Provided text:
┏━━
Ninepoint Energy Strategy Update - October 2025
I was invited to attend a presentation on October 21, 2025, with Eric Nuttall - Partner and Senior Portfolio Manager with Ninepoint Partners; Eric spent almost an hour discussing Energy. My notes and observations from the event are shown below.
Mark Schoeffel / 21 October 2025
Summary
of Eric Nuttall's Presentation
Eric Nuttall, Partner and Senior Portfolio Manager at Ninepoint Partners, delivered a concise presentation (approximately 35 minutes) on the ongoing multi-year bull market in energy stocks, with a particular emphasis on Canadian producers. Eric argued that the sector remains in its early stages despite persistent negative sentiment, driven by hype around tech, AI, Bitcoin, and other non-energy assets that have "stolen the oxygen from the room." Drawing from recent cross-country roadshows and industry conferences (e.g., Energy Aspects in London), Nuttall highlighted compelling valuations, a supportive macro environment, and structural shifts in global energy dynamics. He positioned Canadian energy companies as increasingly strategic assets for global super majors, citing their scale, inventory depth, and economic advantages.
┗━━
Data extracted from a collection:
┏━━
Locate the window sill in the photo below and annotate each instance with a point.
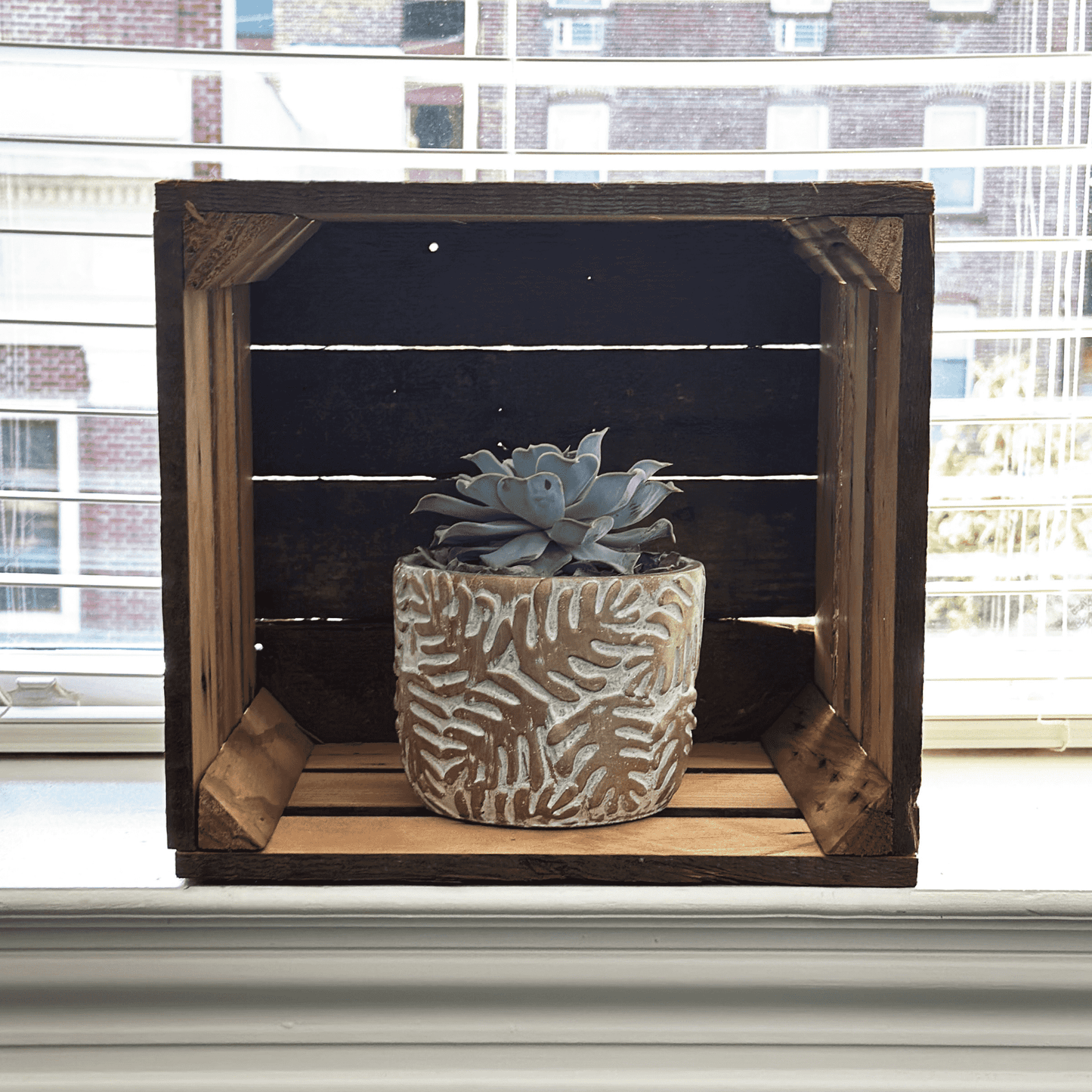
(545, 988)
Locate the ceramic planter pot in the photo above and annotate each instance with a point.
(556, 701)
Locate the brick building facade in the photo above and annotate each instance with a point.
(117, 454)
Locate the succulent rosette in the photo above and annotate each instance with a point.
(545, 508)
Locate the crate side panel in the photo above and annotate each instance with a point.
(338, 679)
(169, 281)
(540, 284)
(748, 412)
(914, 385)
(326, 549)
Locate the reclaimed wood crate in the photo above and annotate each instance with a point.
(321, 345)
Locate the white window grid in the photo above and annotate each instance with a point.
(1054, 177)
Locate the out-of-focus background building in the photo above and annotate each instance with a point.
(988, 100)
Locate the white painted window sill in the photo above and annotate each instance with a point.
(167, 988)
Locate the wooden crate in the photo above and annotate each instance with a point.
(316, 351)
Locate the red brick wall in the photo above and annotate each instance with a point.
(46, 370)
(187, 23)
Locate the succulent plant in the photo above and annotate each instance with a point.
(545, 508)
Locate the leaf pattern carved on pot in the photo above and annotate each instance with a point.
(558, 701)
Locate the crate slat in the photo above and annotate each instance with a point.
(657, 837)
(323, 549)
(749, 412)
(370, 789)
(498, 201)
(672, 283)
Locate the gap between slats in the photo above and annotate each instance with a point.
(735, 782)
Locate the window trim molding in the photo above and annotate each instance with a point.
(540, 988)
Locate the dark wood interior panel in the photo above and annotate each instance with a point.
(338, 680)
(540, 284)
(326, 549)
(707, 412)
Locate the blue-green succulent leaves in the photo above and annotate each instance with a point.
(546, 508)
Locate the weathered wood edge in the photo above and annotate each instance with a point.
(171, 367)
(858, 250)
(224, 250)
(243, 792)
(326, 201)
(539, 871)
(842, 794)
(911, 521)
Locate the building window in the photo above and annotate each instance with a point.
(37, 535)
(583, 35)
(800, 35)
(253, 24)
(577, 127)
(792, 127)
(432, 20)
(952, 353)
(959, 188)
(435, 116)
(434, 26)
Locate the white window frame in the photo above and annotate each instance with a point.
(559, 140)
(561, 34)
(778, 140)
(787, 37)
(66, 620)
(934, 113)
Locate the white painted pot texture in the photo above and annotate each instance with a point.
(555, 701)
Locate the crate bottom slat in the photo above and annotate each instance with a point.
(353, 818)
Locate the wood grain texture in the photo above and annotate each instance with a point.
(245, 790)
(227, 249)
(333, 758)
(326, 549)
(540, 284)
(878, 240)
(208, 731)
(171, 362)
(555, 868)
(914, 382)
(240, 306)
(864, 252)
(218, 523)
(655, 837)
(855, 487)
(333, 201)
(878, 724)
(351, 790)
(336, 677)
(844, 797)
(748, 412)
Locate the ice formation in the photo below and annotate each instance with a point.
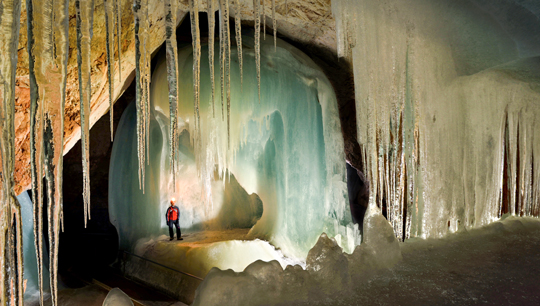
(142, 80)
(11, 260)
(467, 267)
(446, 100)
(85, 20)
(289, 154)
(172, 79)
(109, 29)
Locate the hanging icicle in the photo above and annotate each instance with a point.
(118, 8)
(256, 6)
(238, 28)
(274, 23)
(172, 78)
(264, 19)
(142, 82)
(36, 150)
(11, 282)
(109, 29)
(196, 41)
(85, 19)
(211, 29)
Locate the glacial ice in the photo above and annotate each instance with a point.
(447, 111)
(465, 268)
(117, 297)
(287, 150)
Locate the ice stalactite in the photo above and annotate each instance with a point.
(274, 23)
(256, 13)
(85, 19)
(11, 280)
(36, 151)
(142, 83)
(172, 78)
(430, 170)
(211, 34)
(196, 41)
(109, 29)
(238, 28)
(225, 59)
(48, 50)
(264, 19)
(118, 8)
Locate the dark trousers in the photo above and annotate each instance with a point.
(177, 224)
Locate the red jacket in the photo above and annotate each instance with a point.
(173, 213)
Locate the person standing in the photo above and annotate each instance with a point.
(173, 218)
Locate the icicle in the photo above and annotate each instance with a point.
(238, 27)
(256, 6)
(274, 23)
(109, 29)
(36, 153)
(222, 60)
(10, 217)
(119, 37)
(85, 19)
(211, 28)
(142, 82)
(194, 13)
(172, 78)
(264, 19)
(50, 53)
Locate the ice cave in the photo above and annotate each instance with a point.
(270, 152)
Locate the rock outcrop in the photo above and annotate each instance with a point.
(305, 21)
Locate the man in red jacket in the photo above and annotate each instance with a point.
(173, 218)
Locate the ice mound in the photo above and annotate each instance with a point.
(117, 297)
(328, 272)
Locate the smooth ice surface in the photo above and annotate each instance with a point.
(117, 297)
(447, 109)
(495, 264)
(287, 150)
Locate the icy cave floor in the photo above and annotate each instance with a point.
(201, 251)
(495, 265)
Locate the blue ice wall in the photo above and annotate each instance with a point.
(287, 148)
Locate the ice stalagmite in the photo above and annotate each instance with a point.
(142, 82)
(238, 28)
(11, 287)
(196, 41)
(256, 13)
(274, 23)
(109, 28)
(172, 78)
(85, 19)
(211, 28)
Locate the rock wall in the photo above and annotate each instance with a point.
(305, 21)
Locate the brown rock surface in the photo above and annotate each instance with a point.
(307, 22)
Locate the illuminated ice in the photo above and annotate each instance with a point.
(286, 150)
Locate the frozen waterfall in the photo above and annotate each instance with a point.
┗━━
What you should do: Update the energy strategy notes by writing out everything from "Ninepoint Energy Strategy" down to "are shown below." again, with "presentation" changed to "talk".

Written solution:
Ninepoint Energy Strategy Update - October 2025
I was invited to attend a talk on October 21, 2025, with Eric Nuttall - Partner and Senior Portfolio Manager with Ninepoint Partners; Eric spent almost an hour discussing Energy. My notes and observations from the event are shown below.